Pope Francis was born in 1936 as Jorge Mario Bergoglio, the son of an Italian railroad worker who immigrated to Buenos Aires. As a teenager, Bergoglio reportedly had an infected lung removed.
On Wednesday, he became the 266th pontiff of the Roman Catholic Church, though he's the first Jesuit Pope and the first born in the Americas.
Before being elected Pope, Bergoglio was the Cardinal-Priest of S. Roberto Bellarmino and the Cardinal-Archbishop of Buenos Aires.
He also has a master's degree in chemistry and a licentiate in philosophy. He taught literature and psychology at Argentinian colleges.
During the 2005 papal conclave, he reportedly got the second-most votes behind Joseph Ratzinger to succeed Pope John Paul II.
Despite his previous popularity, some bets placed Bergoglio's papacy chances this time at 30/1.
Bergoglio believes in modesty. In Argentina, he traveled by bus instead of chauffer, lived in a small apartment instead of the cardinal's residence, and discouraged Argentineans from flying to Rome for papal celebrations.
"We live in the most unequal part of the world, which has grown the most yet reduced misery the least," he said in 2007. "The unjust distribution of goods persists, creating a situation of social sin that cries out to Heaven..."
Bergoglio's orthodox views are consistent with the church. He opposes abortion, contraception and is outspoken against same-sex marriage, calling a 2010 Argentinian marriage equality bill "destructive" to God's plan.
Argentinean Catholic leaders have been criticized for their divided role in the Dirty War, when the military orchestrated the "vanishing" of thousands of opponents in the 1970s.
Bergoglio has denied accusations that he conspired with the military to kidnap two Jesuit priests who advocated for overthrowing the regime.
The Argentinean bishops apologized in 2000 and 2012, saying they "share everyone’s pain and once again ask the forgiveness of everyone we failed or didn’t support as we should have."
Bergoglio's decision to be called "Francis" is a significant one. The most famous Francis in Catholic history is St. Francis of Assisi, who was known for valuing poverty and humility.
CNN vatican expert John Allen called Bergoglio's choice "stunning" and "precedent shattering ... there can be only one Francis."

> [RAW DATA]:
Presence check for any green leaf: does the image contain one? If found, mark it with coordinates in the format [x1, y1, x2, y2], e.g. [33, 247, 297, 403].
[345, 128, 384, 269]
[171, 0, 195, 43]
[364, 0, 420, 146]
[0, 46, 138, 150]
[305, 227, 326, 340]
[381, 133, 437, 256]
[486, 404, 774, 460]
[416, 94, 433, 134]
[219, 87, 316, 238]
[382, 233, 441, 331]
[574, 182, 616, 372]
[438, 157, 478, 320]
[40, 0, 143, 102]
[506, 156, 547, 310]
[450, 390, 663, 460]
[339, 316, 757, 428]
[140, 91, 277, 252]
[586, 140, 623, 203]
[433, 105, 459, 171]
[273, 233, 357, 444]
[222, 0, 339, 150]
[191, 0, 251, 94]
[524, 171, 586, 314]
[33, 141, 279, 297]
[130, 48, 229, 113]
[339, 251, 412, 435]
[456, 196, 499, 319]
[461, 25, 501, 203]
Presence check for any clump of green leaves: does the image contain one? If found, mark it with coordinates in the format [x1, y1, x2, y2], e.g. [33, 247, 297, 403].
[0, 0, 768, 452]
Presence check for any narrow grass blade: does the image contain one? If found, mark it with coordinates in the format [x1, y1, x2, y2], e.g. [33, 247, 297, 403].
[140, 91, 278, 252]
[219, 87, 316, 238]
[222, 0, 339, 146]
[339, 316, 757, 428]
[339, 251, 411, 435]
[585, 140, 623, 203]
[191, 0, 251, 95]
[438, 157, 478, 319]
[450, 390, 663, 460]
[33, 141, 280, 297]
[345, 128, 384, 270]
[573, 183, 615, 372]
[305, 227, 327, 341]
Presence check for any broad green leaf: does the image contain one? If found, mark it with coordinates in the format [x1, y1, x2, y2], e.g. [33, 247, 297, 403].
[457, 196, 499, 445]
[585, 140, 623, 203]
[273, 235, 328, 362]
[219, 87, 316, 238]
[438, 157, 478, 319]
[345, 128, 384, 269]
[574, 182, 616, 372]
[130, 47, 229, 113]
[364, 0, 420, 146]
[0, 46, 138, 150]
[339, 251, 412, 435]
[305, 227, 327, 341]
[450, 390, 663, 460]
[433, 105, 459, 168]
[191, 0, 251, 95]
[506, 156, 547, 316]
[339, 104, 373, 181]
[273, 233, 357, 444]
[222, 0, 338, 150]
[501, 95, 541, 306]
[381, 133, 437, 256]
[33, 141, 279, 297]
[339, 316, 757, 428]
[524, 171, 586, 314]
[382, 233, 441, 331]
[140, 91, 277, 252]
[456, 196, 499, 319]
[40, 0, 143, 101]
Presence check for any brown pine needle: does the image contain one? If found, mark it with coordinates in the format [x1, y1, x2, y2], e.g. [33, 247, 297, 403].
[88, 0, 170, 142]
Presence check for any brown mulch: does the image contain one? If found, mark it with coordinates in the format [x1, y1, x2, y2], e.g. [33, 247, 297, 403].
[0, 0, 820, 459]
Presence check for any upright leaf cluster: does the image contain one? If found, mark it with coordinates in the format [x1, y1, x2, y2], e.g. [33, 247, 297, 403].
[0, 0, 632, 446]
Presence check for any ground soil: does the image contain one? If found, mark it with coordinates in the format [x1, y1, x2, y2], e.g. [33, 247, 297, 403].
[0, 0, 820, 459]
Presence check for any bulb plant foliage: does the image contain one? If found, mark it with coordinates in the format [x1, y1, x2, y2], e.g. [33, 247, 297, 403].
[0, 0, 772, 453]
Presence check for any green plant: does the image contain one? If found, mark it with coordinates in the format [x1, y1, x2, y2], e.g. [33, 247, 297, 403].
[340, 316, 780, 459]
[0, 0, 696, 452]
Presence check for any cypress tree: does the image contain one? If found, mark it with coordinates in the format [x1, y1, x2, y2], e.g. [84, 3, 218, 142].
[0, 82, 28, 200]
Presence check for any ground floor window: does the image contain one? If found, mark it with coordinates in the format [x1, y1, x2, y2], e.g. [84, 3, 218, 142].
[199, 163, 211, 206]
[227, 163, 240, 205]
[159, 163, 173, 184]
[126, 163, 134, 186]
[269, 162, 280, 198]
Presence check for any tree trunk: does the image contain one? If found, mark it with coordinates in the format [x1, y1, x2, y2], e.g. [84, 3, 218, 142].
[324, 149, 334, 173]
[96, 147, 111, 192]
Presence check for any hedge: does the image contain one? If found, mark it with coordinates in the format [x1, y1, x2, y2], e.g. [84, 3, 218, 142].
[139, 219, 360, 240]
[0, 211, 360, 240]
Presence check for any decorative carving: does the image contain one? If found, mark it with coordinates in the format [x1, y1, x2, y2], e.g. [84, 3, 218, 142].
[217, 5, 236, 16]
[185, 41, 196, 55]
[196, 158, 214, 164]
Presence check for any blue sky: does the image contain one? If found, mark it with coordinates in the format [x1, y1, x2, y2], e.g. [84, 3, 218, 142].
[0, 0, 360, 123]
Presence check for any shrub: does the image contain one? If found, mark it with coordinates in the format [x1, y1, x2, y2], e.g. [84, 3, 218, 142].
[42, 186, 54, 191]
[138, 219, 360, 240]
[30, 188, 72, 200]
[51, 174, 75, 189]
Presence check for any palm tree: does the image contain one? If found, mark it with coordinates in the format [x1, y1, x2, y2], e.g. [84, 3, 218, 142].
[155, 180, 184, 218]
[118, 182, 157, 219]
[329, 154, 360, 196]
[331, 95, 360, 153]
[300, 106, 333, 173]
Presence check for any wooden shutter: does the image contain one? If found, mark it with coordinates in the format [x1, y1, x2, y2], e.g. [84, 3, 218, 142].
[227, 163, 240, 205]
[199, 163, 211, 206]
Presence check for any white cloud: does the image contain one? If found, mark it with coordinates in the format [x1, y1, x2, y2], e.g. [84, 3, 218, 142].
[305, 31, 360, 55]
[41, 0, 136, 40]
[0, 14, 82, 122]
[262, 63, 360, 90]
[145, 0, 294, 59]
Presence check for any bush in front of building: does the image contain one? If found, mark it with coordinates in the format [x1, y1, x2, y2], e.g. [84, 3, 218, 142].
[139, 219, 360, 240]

> [THINGS TO DO]:
- A) According to the article on Pope Francis, what degree did Bergoglio earn in chemistry?
- B) Quote the stretch of the article on Pope Francis from "Bergoglio's decision to" through "poverty and humility.", word for word.
The data above comes from a separate source and is unrelated to the article on Pope Francis.

> [OUTPUTS FOR THE TASKS]:
- A) A master's degree.

- B)
Bergoglio's decision to be called "Francis" is a significant one. The most famous Francis in Catholic history is St. Francis of Assisi, who was known for valuing poverty and humility.